:: Data rows ::
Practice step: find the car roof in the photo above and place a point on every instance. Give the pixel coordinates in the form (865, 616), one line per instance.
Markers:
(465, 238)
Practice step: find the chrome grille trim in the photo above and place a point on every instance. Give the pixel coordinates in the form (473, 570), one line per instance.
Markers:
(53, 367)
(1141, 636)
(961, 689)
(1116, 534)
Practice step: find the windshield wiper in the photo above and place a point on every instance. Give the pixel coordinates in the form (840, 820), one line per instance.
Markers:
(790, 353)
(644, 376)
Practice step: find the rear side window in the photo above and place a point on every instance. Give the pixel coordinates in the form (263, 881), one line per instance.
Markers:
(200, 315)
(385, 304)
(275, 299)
---
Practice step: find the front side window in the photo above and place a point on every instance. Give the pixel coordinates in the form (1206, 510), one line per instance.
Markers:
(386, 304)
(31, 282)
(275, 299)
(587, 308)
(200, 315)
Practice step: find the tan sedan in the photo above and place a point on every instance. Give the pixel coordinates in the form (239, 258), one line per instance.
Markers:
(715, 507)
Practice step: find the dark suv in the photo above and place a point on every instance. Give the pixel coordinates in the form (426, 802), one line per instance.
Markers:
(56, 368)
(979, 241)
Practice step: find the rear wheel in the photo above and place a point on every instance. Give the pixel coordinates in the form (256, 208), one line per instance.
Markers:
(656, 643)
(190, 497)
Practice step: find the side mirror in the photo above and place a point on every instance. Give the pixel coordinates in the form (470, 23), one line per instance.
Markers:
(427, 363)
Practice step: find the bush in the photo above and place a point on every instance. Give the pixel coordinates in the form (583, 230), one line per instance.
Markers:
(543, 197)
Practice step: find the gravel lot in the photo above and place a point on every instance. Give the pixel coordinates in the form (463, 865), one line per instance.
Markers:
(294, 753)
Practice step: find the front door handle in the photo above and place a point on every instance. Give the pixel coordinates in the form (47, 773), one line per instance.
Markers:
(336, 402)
==
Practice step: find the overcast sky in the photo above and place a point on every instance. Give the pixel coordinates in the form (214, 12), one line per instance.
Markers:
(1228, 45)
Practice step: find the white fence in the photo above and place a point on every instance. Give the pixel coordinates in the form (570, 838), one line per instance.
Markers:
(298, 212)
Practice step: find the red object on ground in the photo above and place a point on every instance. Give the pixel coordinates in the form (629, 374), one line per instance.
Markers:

:: Directive ::
Which lines of the data contain the string "front"? Return each of those lines in full.

:: Answer ::
Practice step: find the front side window in the photo above and place a point on every instance. Give the pixel coordinates in the form (1206, 510), one line per instance.
Practice step: find the front door handle in the photo above and place a point on every instance. Give the pixel coordinates in the form (47, 773), one line per instance.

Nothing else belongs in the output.